Rewrite all the records below with "keypoint" switched to "marker" and every other word left as it is. Leave the pictures out.

*ITEMS*:
— START —

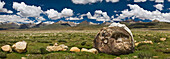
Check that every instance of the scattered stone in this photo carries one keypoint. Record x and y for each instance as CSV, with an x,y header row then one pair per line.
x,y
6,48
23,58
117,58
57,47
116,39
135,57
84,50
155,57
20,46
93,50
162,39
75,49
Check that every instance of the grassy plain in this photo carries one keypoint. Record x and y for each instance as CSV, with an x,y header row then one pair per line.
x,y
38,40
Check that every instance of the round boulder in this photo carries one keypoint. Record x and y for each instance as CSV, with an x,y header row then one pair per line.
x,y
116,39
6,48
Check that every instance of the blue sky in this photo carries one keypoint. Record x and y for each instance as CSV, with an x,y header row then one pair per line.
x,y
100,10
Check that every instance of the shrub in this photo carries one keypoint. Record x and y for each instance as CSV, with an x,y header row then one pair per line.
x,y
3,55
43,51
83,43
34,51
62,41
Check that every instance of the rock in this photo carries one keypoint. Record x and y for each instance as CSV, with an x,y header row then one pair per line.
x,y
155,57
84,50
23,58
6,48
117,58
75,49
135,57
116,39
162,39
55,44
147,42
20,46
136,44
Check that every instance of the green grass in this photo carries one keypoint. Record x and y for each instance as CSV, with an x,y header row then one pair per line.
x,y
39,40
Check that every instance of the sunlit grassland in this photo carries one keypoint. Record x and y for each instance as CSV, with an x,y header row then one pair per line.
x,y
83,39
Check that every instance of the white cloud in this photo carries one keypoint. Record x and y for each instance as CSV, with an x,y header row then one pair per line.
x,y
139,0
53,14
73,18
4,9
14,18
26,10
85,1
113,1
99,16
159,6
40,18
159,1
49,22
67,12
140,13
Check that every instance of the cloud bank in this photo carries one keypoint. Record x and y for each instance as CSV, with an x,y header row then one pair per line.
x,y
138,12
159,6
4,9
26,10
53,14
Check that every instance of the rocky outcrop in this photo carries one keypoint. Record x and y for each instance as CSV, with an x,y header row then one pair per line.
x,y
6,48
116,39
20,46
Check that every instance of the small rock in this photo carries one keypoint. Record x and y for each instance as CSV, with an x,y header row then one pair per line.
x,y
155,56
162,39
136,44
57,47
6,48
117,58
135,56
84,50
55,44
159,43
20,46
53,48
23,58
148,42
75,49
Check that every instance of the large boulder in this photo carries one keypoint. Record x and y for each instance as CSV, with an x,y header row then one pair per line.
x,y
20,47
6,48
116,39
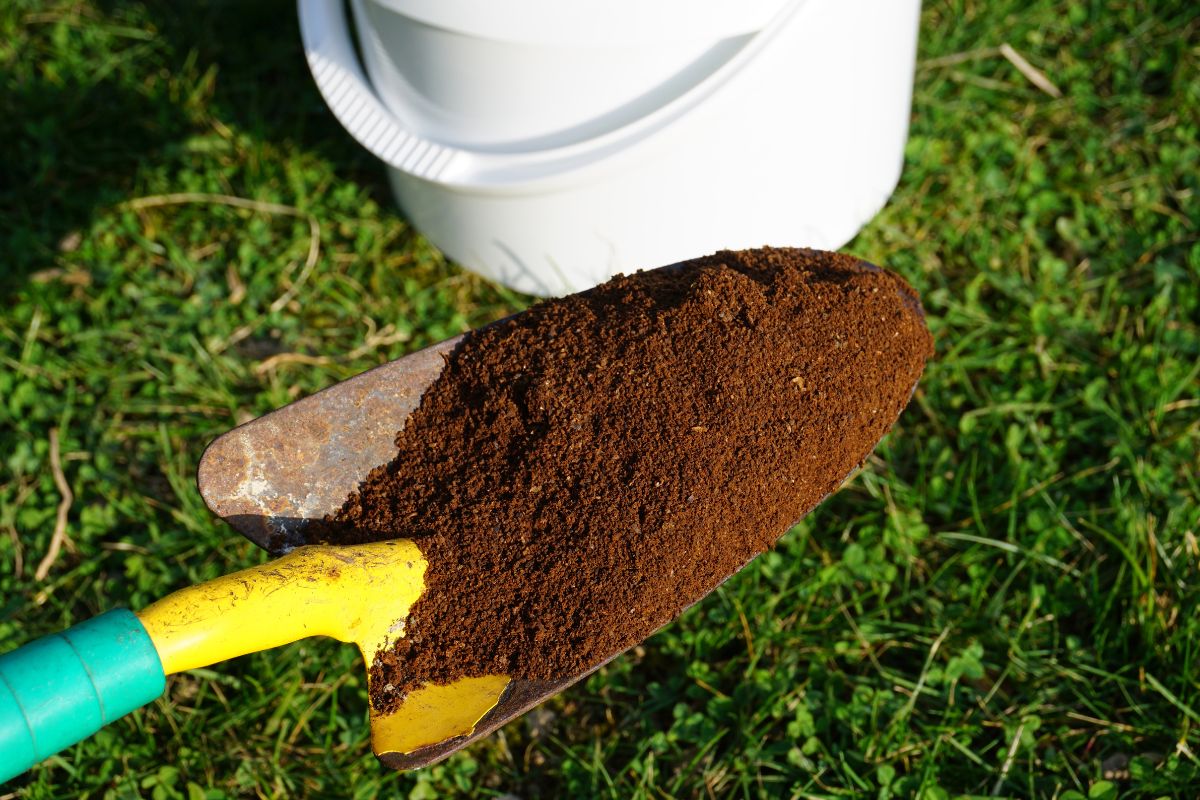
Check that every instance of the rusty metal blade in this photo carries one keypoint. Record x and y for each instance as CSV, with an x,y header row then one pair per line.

— END —

*CORRECT RESULT*:
Check that every instance of the scattered stone in this photo carries one marker. Record x and y for each instance as CSV, with an x,y header row then one pair per line.
x,y
6,48
23,58
117,58
57,47
116,39
135,57
84,50
155,57
20,46
93,50
162,39
75,49
Check that every instance of the grassy plain in this photo carries one marker. Record x and y for each instance as CSV, with an x,y header row then one pair per line.
x,y
38,40
Check that every instance of the round boulder in this photo carries one marker. Record x and y for each instance as CSV, with an x,y header row then one pair per line.
x,y
116,39
6,48
Check that every instance of the blue sky in this photo carries one marker. Record x and y for each instance as CSV, with an x,y header row then one pair per line.
x,y
100,10
Check that every instance of the shrub in this photo carries one marker. Record x and y for each instance as CSV, with an x,y header row then one pair per line.
x,y
3,55
43,51
83,43
34,51
62,41
Check that every instance of the rock in this photo carries one marker. Record x and y for each instance as CSV, with an x,y header row then one pair per line.
x,y
155,57
84,50
23,58
6,48
117,58
75,49
135,57
116,39
162,39
55,44
147,42
20,46
136,44
Check that every instance of the green grass in this photo carries one marker. Record x and y for each instance as CSV, with an x,y header row then one pair per line.
x,y
39,40
Check that every instance of the sunlit grassland in this photo carries one marker. Record x and y for each instance as CSV, with an x,y header row then one pair per line.
x,y
83,39
Check that every instance of the white cloud in this photo carries one marker. Record x and y for each instance as CSV, with an x,y header row then one pair per line.
x,y
139,0
53,14
73,18
4,9
14,18
26,10
85,1
113,1
99,16
159,6
40,18
159,1
49,22
67,12
140,13
Check that every instance of the cloud bank in this photo carries one marker. Record x and y for each instance as CSV, with an x,y header row then one pair per line.
x,y
138,12
159,6
4,9
26,10
53,14
Check that every instance of the rocky outcrop in this photo carries one marker. Record x and y for each instance as CSV, with an x,y header row then one pair per line.
x,y
6,48
116,39
20,46
Check that every instance of the small rock in this photo carries one marker. Record x and y for each instance as CSV, with an x,y header row then one pair per line.
x,y
155,56
162,39
136,44
57,47
6,48
117,58
135,56
84,50
55,44
159,43
20,46
53,48
23,58
148,42
75,49
Check that every instance of the large boulder in this photo carries one marker. Record x and y for each instance as CSV, with an x,y header row then one pair per line.
x,y
20,47
6,48
116,39
Check that every instance of the rusty metal blade in this photo carries one marker. Record x and y for each instance as CSV, with an x,y header row then one pair per line.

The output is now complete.